_Supplied entries_.
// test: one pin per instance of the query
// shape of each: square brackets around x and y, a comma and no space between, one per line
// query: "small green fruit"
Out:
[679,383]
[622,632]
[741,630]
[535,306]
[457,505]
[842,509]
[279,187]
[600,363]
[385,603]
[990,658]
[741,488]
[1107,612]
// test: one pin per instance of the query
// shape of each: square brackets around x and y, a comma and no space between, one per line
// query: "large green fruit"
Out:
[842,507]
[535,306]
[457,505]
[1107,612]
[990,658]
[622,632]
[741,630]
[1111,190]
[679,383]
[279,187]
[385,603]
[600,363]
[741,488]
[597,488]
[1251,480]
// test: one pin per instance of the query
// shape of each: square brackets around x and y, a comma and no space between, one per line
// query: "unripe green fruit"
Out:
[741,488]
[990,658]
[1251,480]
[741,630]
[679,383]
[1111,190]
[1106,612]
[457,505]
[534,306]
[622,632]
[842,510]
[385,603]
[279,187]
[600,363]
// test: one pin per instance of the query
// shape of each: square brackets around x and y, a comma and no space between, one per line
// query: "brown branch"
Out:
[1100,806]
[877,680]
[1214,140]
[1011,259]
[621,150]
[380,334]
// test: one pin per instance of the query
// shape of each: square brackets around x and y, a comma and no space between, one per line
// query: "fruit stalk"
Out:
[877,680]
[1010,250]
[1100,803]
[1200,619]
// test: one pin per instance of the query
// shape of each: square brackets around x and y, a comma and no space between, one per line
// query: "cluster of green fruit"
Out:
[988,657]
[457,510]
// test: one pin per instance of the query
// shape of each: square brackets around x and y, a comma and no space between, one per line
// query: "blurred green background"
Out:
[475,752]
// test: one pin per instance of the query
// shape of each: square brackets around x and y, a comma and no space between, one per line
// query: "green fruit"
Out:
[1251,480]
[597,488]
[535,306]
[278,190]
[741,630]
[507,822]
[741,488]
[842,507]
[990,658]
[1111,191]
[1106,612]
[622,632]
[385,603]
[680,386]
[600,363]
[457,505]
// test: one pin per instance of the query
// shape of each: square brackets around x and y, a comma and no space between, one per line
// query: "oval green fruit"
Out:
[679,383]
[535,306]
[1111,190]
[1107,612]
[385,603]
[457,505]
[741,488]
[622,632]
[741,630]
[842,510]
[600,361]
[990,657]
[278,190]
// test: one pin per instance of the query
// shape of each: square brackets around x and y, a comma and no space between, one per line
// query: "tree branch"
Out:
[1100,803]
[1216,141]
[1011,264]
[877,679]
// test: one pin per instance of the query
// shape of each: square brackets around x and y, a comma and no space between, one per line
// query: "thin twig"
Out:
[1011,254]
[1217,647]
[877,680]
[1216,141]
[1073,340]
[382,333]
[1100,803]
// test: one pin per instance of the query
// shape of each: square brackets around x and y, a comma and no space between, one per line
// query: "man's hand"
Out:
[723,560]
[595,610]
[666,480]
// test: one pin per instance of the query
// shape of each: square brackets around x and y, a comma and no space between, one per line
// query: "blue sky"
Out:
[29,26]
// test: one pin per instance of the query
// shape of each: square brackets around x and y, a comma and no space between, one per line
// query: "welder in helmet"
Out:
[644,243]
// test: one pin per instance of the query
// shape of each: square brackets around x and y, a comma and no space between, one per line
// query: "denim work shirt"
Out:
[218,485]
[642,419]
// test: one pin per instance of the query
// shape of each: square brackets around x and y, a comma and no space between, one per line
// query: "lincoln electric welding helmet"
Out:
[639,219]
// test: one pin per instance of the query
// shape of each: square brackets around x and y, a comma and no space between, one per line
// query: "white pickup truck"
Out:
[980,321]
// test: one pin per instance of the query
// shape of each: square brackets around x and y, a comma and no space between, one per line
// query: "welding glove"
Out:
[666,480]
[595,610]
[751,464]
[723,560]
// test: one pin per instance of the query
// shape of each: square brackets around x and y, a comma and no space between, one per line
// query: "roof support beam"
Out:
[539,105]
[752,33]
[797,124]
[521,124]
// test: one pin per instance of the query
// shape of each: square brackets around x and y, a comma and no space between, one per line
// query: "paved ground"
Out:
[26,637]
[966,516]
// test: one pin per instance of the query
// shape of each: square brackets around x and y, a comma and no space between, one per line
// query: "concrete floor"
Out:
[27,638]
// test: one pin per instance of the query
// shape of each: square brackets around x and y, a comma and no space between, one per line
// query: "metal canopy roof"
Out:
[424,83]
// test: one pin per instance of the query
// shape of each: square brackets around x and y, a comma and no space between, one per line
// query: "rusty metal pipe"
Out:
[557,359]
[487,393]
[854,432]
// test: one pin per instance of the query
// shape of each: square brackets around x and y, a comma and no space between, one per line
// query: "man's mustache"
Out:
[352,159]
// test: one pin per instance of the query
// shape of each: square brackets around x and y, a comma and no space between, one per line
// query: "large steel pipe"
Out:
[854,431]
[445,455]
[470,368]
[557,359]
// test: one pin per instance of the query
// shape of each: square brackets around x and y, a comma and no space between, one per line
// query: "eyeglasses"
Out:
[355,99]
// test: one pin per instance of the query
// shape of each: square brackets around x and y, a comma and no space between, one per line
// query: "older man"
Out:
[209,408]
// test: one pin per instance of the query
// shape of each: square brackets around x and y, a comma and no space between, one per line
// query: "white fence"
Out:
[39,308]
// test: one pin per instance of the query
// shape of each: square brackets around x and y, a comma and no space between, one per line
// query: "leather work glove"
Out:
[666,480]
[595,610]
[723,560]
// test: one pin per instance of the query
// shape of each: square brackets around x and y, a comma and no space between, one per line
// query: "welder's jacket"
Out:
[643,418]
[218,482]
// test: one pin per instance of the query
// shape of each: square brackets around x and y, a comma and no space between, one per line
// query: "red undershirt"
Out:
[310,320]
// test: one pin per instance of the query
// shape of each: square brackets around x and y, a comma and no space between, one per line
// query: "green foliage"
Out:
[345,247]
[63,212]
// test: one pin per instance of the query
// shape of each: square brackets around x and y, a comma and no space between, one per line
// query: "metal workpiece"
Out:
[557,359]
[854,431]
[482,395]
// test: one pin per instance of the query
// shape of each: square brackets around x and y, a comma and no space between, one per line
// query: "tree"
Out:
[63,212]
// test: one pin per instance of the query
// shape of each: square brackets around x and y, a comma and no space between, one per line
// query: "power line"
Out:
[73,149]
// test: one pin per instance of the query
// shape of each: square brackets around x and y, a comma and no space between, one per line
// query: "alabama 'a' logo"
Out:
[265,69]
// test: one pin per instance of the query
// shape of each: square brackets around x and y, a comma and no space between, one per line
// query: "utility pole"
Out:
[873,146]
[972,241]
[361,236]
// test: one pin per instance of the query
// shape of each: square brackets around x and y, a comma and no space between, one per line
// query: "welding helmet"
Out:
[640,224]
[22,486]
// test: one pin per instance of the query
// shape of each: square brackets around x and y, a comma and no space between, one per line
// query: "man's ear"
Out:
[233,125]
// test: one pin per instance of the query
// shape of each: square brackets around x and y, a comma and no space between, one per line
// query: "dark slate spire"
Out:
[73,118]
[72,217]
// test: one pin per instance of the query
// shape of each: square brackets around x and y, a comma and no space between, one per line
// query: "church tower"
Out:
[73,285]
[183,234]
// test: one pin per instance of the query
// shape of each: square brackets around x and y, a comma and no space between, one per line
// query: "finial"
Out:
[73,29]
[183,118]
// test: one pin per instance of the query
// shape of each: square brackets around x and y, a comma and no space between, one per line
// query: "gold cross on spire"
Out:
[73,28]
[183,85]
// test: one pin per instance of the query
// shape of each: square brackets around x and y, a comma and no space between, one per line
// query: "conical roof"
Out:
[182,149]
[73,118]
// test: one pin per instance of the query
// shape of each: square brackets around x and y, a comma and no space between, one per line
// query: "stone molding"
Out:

_Directions for this task_.
Copy out the full listing exactly.

_Complete response_.
// test: one pin per instance of the query
// shape of each: square brackets around x and y, a comma and no space between, one per line
// query: "small green fruit"
Out:
[679,383]
[622,632]
[741,630]
[535,306]
[457,505]
[842,509]
[279,187]
[600,363]
[385,603]
[990,658]
[741,488]
[1107,612]
// test: one pin per instance of the query
// shape of each: square brackets around x and y, a comma and no space between, one per line
// query: "large green fruit"
Out:
[842,507]
[535,306]
[457,505]
[1107,612]
[990,658]
[622,632]
[741,630]
[1111,190]
[679,383]
[279,187]
[385,603]
[600,363]
[741,488]
[597,488]
[1251,480]
// test: one pin per instance of the query
// shape of each: square brackets around x and y, a comma and no space between, one per line
// query: "unripe green fruit"
Out:
[741,488]
[990,658]
[1251,480]
[741,630]
[679,383]
[1111,190]
[1106,612]
[457,505]
[534,306]
[622,632]
[842,510]
[385,603]
[279,187]
[600,363]
// test: one pin per instance of the query
// shape of each: square brackets around x and y, a comma and no space between, one per line
// query: "brown branch"
Out:
[1100,806]
[877,680]
[1214,140]
[1011,259]
[621,150]
[380,334]
// test: one pin per instance of the query
// shape of each: square brackets around x and y, a comma and no space between, one per line
// query: "fruit stalk"
Out:
[877,680]
[1010,250]
[1100,803]
[1200,619]
// test: one pin per instance of the query
// shape of each: square brackets around x and y, a comma and no space between, one per line
// query: "cluster of green fruit"
Out:
[988,657]
[457,510]
// test: one pin per instance of the query
// shape of each: square brackets around x and y, a comma and no space between, one per line
// query: "blurred green background"
Out:
[475,752]
// test: one pin per instance of the query
// shape of each: square brackets around x and y, a comma and no space between, one per line
// query: "green fruit"
Out:
[1251,480]
[597,488]
[535,306]
[278,190]
[741,630]
[507,822]
[741,488]
[842,507]
[990,658]
[1111,191]
[1106,612]
[622,632]
[385,603]
[680,386]
[600,363]
[457,505]
// test: one pin per instance of the query
// shape of each: square brackets around x and y, a comma and no space between, one per line
// query: "oval green fruit"
Out:
[679,383]
[535,306]
[1111,190]
[1107,612]
[385,603]
[457,505]
[741,488]
[622,632]
[741,630]
[842,510]
[600,361]
[990,657]
[278,190]
// test: one pin per instance of the query
// shape of each: square brackets around x and y, a comma and no space between, one per line
// query: "tree branch"
Out:
[1100,803]
[1216,141]
[1011,264]
[877,679]
// test: one pin per instance of the query
// shape of each: square brackets around x and y, a comma and no space between, one per line
// query: "thin twig"
Out:
[1011,254]
[1217,647]
[877,680]
[1216,141]
[1073,340]
[382,333]
[1100,803]
// test: one pin per instance of the query
// shape of each: square brackets around x and y, a comma and no space between, one per line
// query: "man's hand"
Out:
[723,560]
[595,610]
[666,480]
// test: one pin per instance of the query
// shape of each: square brackets around x and y, a comma and no space between, one per line
// query: "blue sky"
Out:
[29,26]
// test: one pin per instance of the query
// shape of each: square brackets around x and y, a comma and no space between, one per line
// query: "welder in helmet"
Out:
[644,243]
// test: one pin per instance of the query
// shape of each: square brackets around x and y, a comma and no space between, one per line
// query: "denim work shirt"
Out:
[218,485]
[642,419]
// test: one pin per instance of the query
// shape of each: square brackets around x and y, a comma and no space between, one per line
// query: "lincoln electric welding helmet"
Out:
[639,219]
// test: one pin per instance of the query
// shape of each: square brackets around x and y, a comma and no space between, one per line
// query: "white pickup truck"
Out:
[980,321]
// test: one pin per instance of the query
// shape of each: square brackets around x and y, a comma and no space between, one per line
// query: "welding glove"
Out:
[666,480]
[595,610]
[751,464]
[723,560]
// test: one pin per instance of the query
// shape of each: square brackets around x and y, a comma and no space between, one per line
// query: "roof support beam"
Out:
[539,105]
[752,33]
[797,124]
[521,124]
// test: one pin per instance of the query
// shape of each: square brackets around x and y, a comma and no space between, one per line
// query: "paved ground"
Out:
[26,637]
[966,516]
// test: one pin per instance of the query
// shape of each: square brackets around x and y, a comma and no space between, one per line
// query: "concrete floor"
Out:
[27,638]
// test: one pin per instance of the query
// shape of each: square brackets around x and y, a comma and no space between, one per line
// query: "metal canopy roof"
Out:
[424,83]
// test: one pin per instance of the query
// shape of each: square brackets around x and y, a comma and no space between, one per line
// query: "rusty metal pipe"
Out:
[557,359]
[487,393]
[854,432]
// test: one pin per instance of the query
// shape of each: square brackets around x and y, a comma and no space between, one per line
// query: "man's mustache"
Out:
[352,159]
// test: one pin per instance of the query
// shape of each: square brackets around x and y, a comma and no space between, one per line
// query: "large steel pipe"
Out:
[854,431]
[445,455]
[470,368]
[557,359]
// test: one pin per instance of the query
// shape of each: square brackets around x and y, a comma and no space between, one per line
// query: "eyeglasses"
Out:
[355,99]
// test: one pin per instance of the query
// shape of each: square brackets around x and y, a comma and no space between, one per line
// query: "older man"
Out:
[209,408]
// test: one pin per instance of the query
// shape of each: square brackets around x and y, a comma and no space between, one per line
// query: "white fence"
Out:
[39,308]
// test: one pin per instance of the query
// shape of each: square brackets around x and y, a comma and no space between, one per line
// query: "leather work glove"
Out:
[666,480]
[595,610]
[723,560]
// test: one pin per instance of the query
// shape of each: square brackets around x and y, a comma and no space between, one per line
// query: "welder's jacket"
Out:
[643,418]
[218,482]
// test: one pin per instance of the query
// shape of each: square brackets around x and y, a comma and no space between, one per line
// query: "red undershirt"
Out:
[310,320]
// test: one pin per instance of the query
// shape of each: square brackets around x and y, a comma and no space between, one per line
// query: "green foliage"
Out:
[345,247]
[63,212]
// test: one pin per instance of the query
// shape of each: square brackets around x and y, a comma and no space between, one per line
// query: "metal workpiece"
Out:
[557,359]
[854,431]
[482,395]
// test: one pin per instance of the query
// shape of each: square brackets around x and y, a comma and no space between, one per line
// query: "tree"
Out:
[63,212]
// test: one pin per instance of the query
// shape of each: square brackets around x and y, a comma and no space between, one per line
// query: "power line"
Out:
[73,149]
// test: one pin per instance of the query
// shape of each: square brackets around x and y, a comma and no space between, one per line
// query: "alabama 'a' logo"
Out:
[265,69]
// test: one pin per instance of the query
// shape of each: square brackets around x and y, a comma and no space between, one per line
// query: "utility pole"
Out:
[873,146]
[972,241]
[361,236]
// test: one pin per instance of the query
// shape of each: square brackets around x and y, a comma and no space between, one per line
// query: "welding helmet"
Out:
[640,224]
[22,486]
// test: one pin per instance of the query
// shape of each: square brackets around x and y, a comma and no space between, one per line
// query: "man's ear"
Out:
[233,125]
// test: one pin per instance of the query
// shape of each: square brackets around x and y, a comma and no space between, one per line
// query: "dark slate spire"
Out:
[73,118]
[72,217]
// test: one pin per instance of the query
// shape of each: square brackets around x and y, a comma and no space between, one per line
// query: "church tower"
Out:
[73,285]
[183,234]
// test: one pin per instance of the query
// shape of each: square brackets around x and y, a comma and no space between, one per line
// query: "finial"
Out:
[73,29]
[183,118]
// test: one pin per instance of the query
// shape of each: square brackets around x and y, a comma and no space between, one per line
// query: "gold cross on spire"
Out:
[73,28]
[183,85]
// test: one pin per instance of the query
// shape of each: square brackets around x and y, a comma and no space between, one per line
// query: "conical roof"
Out:
[182,149]
[73,118]
// test: one pin per instance of the query
// shape of each: square brackets around x and y, a comma and no space between, one per line
// query: "stone molding"
Out:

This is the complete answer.